──────── Raw data
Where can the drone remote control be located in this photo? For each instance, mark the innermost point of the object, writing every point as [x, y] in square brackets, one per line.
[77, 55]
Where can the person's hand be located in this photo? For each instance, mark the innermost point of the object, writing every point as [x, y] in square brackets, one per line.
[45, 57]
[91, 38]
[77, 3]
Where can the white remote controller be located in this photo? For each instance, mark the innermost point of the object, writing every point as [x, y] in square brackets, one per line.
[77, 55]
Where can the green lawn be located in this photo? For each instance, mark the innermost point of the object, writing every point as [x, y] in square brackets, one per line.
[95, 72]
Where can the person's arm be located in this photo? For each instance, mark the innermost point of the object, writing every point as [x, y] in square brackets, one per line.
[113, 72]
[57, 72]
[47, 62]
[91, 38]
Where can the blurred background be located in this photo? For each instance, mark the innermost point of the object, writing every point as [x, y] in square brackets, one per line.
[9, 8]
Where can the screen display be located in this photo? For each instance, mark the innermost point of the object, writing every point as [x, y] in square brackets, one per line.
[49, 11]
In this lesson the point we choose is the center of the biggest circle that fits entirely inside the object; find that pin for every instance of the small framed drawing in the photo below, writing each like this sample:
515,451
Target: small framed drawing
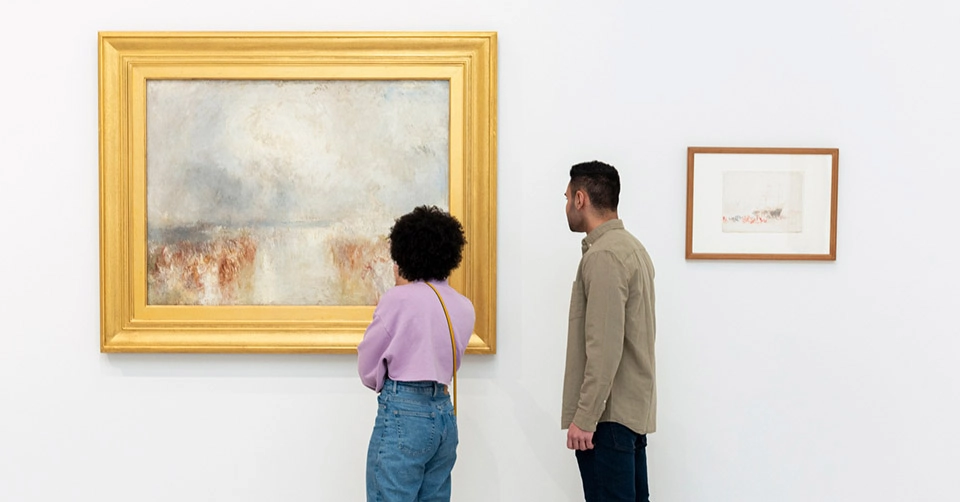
762,203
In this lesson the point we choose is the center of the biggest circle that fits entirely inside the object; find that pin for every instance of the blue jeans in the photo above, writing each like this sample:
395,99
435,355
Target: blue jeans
414,444
616,468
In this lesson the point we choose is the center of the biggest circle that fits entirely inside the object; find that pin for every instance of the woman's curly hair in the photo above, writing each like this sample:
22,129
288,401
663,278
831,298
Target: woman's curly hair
427,244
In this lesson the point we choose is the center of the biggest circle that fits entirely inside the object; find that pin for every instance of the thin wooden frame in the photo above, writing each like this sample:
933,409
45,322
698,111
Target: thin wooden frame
127,60
761,203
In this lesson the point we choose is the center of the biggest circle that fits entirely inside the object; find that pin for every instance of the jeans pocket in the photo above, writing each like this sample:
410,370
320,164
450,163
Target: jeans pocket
617,437
416,431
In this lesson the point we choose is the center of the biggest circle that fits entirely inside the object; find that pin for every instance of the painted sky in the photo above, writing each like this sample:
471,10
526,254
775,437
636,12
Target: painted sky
241,153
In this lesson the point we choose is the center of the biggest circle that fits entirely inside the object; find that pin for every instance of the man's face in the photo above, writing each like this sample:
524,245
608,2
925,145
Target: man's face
574,217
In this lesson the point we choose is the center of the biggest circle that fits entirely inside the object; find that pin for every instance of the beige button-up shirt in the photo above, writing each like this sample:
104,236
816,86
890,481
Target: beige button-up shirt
611,371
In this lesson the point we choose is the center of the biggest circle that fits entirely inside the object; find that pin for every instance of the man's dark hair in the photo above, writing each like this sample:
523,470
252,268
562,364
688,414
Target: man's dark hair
600,181
427,244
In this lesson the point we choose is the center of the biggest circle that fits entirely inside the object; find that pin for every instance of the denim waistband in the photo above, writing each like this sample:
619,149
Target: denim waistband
425,387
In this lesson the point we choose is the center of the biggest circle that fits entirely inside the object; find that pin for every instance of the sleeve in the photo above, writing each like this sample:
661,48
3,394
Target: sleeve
606,288
372,355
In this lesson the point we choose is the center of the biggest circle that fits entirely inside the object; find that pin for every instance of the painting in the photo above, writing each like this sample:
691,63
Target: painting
761,203
243,176
249,182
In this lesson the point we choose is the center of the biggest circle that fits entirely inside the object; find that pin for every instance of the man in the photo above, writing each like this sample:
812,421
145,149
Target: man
609,386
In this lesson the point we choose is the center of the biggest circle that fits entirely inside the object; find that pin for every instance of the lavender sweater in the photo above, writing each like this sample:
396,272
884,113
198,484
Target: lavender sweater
409,340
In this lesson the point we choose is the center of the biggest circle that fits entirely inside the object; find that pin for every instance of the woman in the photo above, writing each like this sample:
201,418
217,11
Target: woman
406,356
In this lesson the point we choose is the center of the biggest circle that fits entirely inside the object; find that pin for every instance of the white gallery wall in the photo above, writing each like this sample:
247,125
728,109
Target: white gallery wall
779,381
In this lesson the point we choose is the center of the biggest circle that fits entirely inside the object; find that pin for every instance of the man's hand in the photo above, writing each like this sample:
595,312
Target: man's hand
579,439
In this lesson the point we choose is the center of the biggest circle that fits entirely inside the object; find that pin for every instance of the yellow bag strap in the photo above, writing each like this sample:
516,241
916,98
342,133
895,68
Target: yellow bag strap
453,343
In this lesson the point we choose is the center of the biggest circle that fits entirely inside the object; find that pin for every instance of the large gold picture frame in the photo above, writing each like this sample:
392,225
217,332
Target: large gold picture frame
129,60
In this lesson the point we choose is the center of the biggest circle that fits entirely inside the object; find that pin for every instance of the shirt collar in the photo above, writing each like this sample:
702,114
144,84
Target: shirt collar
597,233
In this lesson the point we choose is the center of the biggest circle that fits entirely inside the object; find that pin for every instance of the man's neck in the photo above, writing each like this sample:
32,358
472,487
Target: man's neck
594,222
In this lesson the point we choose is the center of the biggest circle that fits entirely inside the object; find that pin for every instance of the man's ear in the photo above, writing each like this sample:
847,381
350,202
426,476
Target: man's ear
────────────────
■ The problem
Reproduce all of the entries above word for word, omitting the pictures.

■ Result
Where can the drone remote control be located in this photo? For each instance, mark the innermost point of the object, writing every point as [x, y] in square brackets, one per line.
[77, 55]
Where can the person's hand be located in this photo? For each instance, mark the innermost point of the object, writing every point as [x, y] in square brackets, one per line.
[45, 57]
[91, 38]
[77, 3]
Where can the white remote controller be located in this photo? For each instance, mark the innermost point of the object, writing every point as [x, y] in square brackets, one per line.
[77, 55]
Where can the green lawn be located in this photo? For each instance, mark the innermost point of the object, writing every point as [x, y] in square brackets, one per line.
[95, 72]
Where can the person's arm be located in this photo? For each instance, mark the innermost point of the object, writing every point as [x, y] in square brackets, one per line.
[113, 72]
[57, 72]
[47, 62]
[91, 38]
Where can the blurred background be located in this photo? For each instance, mark the innermost point of the object, writing every point as [x, y] in square brackets, one per line.
[9, 8]
Where can the screen display be located in this photo? For each instance, mark the innermost point of the object, writing every point as [x, y] in square brackets, one per line.
[49, 11]
In this lesson the point we choose is the center of the biggest circle that fits entirely inside the object; find that pin for every instance of the small framed drawing in the photo below, writing each like this sample:
515,451
Target: small framed drawing
762,203
In this lesson the point we choose is the center of the biggest circle that fits entirely inside the object; find that pin for every instance of the blue jeans in the photo above, writing each like this sample:
395,99
435,355
Target: blue jeans
414,444
616,468
In this lesson the point we choose is the center of the biggest circle that fits entirely inside the object; find that pin for every instance of the woman's curly hair in the photo above, writing each like this sample:
22,129
288,401
663,278
831,298
Target: woman's curly hair
427,244
In this lesson the point we choose is the center of the biggest circle that fits entirely inside the object; find that pin for every instance of the thin wooden frame in the photo above, writing each like this sample:
933,409
45,322
698,111
Target: thin wooden frame
127,60
761,203
In this lesson the point we choose is the center of the biggest circle that fits entirely inside the object; find that pin for every instance of the jeans pocket in the photo above, writing each like this sample:
410,370
320,164
450,163
Target: jeans pocket
617,437
416,431
In this lesson the point we choose is the center of the biggest circle that fits entirely inside the object; find that pin for every instance of the painted sky in the photo above, writing each like this sample:
471,10
526,254
775,437
636,12
Target: painted sky
241,153
In this lesson the point we choose is the center of the biggest circle that fits entirely inside the object; find that pin for every instance of the man's face in the photo above, writing each like this sample:
524,245
608,2
925,145
Target: man's face
574,217
In this lesson the point we choose is the center of the biggest circle that fits entirely inside the object; find that pin for every instance of the beige button-up shirt in the photo above, writing each like this sample:
104,236
816,86
890,481
Target: beige button-up shirt
611,371
In this lesson the point we choose is the center of the biggest circle that fits entirely inside the object; find that pin for every instance of the man's dark hair in the photo above, writing each like this sample:
523,470
252,268
562,364
688,414
Target: man's dark hair
600,181
427,244
In this lesson the point we choose is the center of the biggest circle that fits entirely inside the object; find that pin for every instance of the denim waistband in the photo above, writing each like this sample:
619,149
Target: denim waistband
425,387
In this lesson the point we choose is the center of the biggest circle that fits entirely inside the object; find that pin for every instance of the sleeve in the photo above, writing each like this sample:
661,48
3,394
Target: sleeve
606,288
372,355
In this lesson the point we choose is the center of the biggest circle that fits entirely inside the object; find that pin for every instance of the painting in the photo above, writing each like this sample:
691,63
Target: painting
761,203
243,176
249,182
In this lesson the point we choose is the center of the biggest circle that fits entirely inside the object; find that pin for every instance of the man in the photo above, writing each like this sample:
812,421
145,149
Target: man
609,386
In this lesson the point we choose is the center of the biggest circle that fits entirely inside the object; find that pin for every instance of the lavender sweater in the photo above, writing each like this sample:
396,272
884,113
198,484
Target: lavender sweater
409,340
In this lesson the point we choose is the center of the biggest circle that fits entirely inside the object; find that pin for every instance of the woman in the photo above, writing each like this sample:
201,418
217,11
Target: woman
406,356
In this lesson the point we choose is the center of the biggest circle that fits entirely inside the object; find that pin for every instance of the white gallery wall in the photo above, writing each like this sample:
247,125
728,109
Target: white gallery wall
779,381
In this lesson the point we choose is the center of the biggest circle that fits entirely inside the object; find that pin for every instance of the man's hand in the photo above, writing each like this sample:
595,312
Target: man's hand
579,439
In this lesson the point we choose is the center of the biggest circle that fits entirely inside the object; find that pin for every instance of the yellow bag strap in the photo above, writing each like this sample:
516,241
916,98
342,133
895,68
Target: yellow bag strap
453,343
In this lesson the point we choose is the center of the biggest circle that fits entirely inside the object; find that pin for every instance of the large gold picture frame in the photo above, writing each like this sample:
392,225
217,332
Target: large gold picture frame
129,60
In this lesson the point we choose is the center of the biggest circle that fits entirely inside the object; find that pin for every instance of the shirt collar in the photo above, writing each like this sample:
702,114
144,84
Target: shirt collar
597,233
In this lesson the point we choose is the center of the biggest circle that fits entirely inside the object; find that pin for every instance of the man's neck in the photo above, writing each like this sample:
32,358
472,487
Target: man's neck
594,222
In this lesson the point we choose is the center of the biggest circle that fits entirely inside the object; find that pin for every instance of the man's ear in the photo above, writing each like this sample:
847,381
350,202
426,476
Target: man's ear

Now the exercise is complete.